» Okunacak metin

****************

Fakat deliliğe gelmeden önce yabancılaşmanın içinde biraz daha dolaşalım ve dinamiklerine bakalım. Yabancılaşmaya yol açan ilk itkinin ne olduğu bu yazı özelinde önemsizdir, zaten böylesi bir itkinin niteliği, hatta varlığı tartışmalıdır. Yabancılaşma bir eksiklik duygusundan başlar, bilgide bir eksiklik, herkesin bildiği fakat yabancılaşanın bilmediği bir şey. Bilinmeyenin içinde yer alan ve herkesçe taşınan bir bilgi. Bu bir inceleme süreci yaratacaktır ve bu inceleme süreci muhtemelen tesadüfi olarak karşılaşılan bir itkiyi öğelerine ayırarak başlayacaktır. Mesela kişi tesadüflerin doğasına takılabilir, zira tesadüfler kurgulanabilirliğiyle muhteşem bir yabancılaştırıcı unsurdur. Hayatın normal akışı içinde tesadüf sürreel bir olguya bağlanarak evcilleştirilmiştir. "Tam seni düşünüyordum ki telefon ettin," dostluğun karşılıklı oluşuna bağlanan bir heyecan ve coşku sebebidir. Ya da "dünya küçük"tür veya "Allah’ın işine akıl sır ermez". Bunlar akıl sağlığı mekanizmalarıdır ve toplumu tesadüfün dinamiklerini düşünmekten kurtarır. Yabancılaşmada ise bu türden mekanizmalar birden ya da aşamalı olarak devre dışı kalır.

Böylece, yine birden ya da aşamalı olarak, yabancılaşan kişiliğin, varlığın, yapının dinamiklerini algılamaya başlar. Bu yüzleşme yukarıda bahsettiğim varlığın çok parçalılığı ve çokluğu yüzünden dilde ifadesini kolay bulmaz, bir önceki yazıda bahsedilen delinin dilinin ortaya çıkış sebeplerinden biri bu çokluğa kestirmeler bulmaktır. Eğer böylesi bir dil girişiminin başarıya ulaşmasının kıstası bu dinamiklerin tam bir haritasını çıkarmaksa, bu hüsrana mahkûm bir girişimdir. Çünkü tesadüf, ya da yine yabancılaşanın olası uğrak noktalarından “sonsuzluk” gibi konuların ifade edilebileceği dil sözel değil sayısaldır.

Bu kaçınılmaz başarısızlık yabancılaşma için katalizör görevi görür, kişi ne kadar yabancılaşırsa daha yabancılaşması için o kadar az efor sarf etmesi gerekir. Bu bir girdap gibidir.

****************

Konum etiketleme kayıtları:

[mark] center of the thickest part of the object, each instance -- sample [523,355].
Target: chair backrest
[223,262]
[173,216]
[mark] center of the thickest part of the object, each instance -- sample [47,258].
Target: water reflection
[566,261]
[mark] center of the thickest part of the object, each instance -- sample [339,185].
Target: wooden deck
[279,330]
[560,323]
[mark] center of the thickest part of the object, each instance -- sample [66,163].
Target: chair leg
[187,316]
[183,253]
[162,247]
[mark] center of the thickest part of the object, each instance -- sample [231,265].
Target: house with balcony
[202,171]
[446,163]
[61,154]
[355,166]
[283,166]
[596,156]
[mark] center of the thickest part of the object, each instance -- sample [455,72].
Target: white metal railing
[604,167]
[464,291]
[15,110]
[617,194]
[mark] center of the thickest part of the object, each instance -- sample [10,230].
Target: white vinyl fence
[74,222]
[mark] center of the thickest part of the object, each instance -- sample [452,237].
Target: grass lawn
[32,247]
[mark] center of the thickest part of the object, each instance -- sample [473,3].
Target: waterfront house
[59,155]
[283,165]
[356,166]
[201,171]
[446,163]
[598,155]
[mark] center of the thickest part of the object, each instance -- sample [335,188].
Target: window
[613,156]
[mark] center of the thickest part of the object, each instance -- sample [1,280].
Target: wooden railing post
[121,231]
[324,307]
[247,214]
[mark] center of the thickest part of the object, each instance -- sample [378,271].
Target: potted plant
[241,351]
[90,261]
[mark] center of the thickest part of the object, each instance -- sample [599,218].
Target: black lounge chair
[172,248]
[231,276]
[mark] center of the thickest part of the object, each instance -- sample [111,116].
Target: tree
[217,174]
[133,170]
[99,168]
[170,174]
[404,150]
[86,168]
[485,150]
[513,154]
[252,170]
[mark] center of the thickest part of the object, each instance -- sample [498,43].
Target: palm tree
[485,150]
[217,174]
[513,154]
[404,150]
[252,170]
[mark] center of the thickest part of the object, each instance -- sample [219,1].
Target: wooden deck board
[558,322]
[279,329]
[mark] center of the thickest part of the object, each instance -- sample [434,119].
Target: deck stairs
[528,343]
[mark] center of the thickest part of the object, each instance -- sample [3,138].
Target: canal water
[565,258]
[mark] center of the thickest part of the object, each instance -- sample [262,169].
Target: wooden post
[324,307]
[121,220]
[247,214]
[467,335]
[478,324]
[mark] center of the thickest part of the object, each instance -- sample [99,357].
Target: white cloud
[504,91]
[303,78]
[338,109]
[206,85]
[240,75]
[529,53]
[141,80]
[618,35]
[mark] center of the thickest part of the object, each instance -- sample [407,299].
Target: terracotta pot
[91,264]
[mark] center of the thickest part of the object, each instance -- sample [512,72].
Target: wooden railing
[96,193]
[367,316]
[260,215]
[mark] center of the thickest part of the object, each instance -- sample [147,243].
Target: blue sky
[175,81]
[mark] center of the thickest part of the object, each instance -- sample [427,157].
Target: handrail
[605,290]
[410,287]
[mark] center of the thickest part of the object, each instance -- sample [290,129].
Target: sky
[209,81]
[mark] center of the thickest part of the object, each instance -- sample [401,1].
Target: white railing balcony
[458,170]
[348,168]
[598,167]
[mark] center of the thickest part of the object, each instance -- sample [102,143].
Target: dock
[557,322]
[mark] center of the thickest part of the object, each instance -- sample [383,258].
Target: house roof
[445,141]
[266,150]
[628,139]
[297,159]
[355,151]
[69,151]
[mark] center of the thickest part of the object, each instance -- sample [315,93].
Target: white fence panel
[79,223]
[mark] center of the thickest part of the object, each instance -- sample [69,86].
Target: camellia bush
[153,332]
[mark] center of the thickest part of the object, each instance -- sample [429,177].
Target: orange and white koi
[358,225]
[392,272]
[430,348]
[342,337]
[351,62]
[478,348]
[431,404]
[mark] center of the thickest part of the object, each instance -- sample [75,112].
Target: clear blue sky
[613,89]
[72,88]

****************

» Senin görevin
Yabancılaşma üzerine yazılmış metnin "Böylece, yine birden" ile başlayıp "bir girdap gibidir." ile biten kısmını olduğu gibi tekrarla. Kayıtların metinle hiçbir ilgisi yok.

» Görev cevabı
Böylece, yine birden ya da aşamalı olarak, yabancılaşan kişiliğin, varlığın, yapının dinamiklerini algılamaya başlar. Bu yüzleşme yukarıda bahsettiğim varlığın çok parçalılığı ve çokluğu yüzünden dilde ifadesini kolay bulmaz, bir önceki yazıda bahsedilen delinin dilinin ortaya çıkış sebeplerinden biri bu çokluğa kestirmeler bulmaktır. Eğer böylesi bir dil girişiminin başarıya ulaşmasının kıstası bu dinamiklerin tam bir haritasını çıkarmaksa, bu hüsrana mahkûm bir girişimdir. Çünkü tesadüf, ya da yine yabancılaşanın olası uğrak noktalarından “sonsuzluk” gibi konuların ifade edilebileceği dil sözel değil sayısaldır.

Bu kaçınılmaz başarısızlık yabancılaşma için katalizör görevi görür, kişi ne kadar yabancılaşırsa daha yabancılaşması için o kadar az efor sarf etmesi gerekir. Bu bir girdap gibidir.